§ AIM OF THE EXERCISE: Across the records, find how many lines include the string "target" and answer with only the figure.

§ GIVEN DATA:
▽

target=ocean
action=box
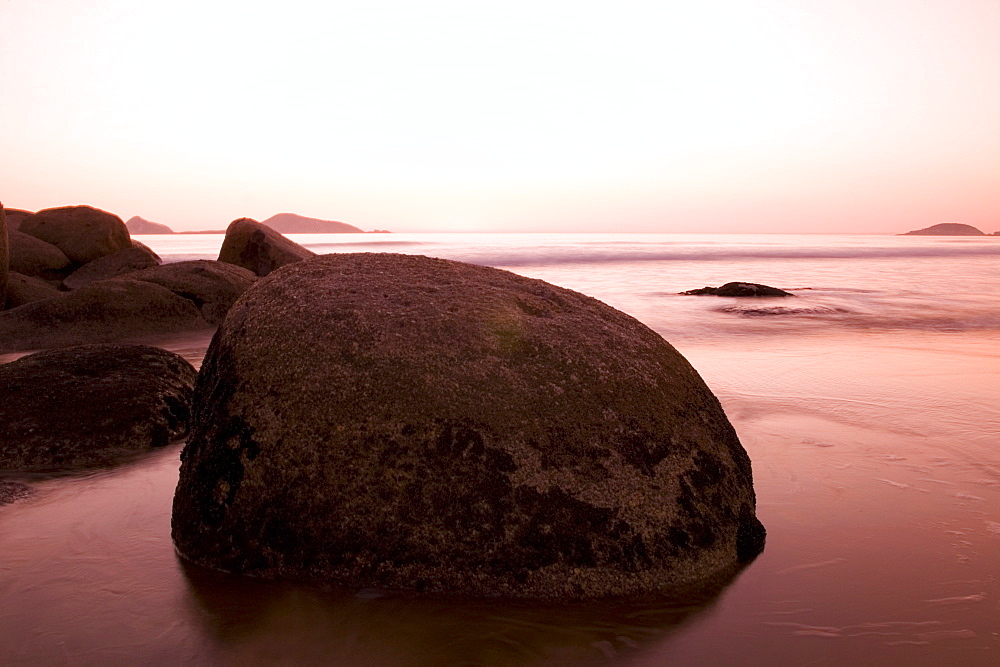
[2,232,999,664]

△
▽

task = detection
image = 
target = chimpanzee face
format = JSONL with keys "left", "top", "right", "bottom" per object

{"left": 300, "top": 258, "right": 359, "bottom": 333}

△

§ REPLY: 2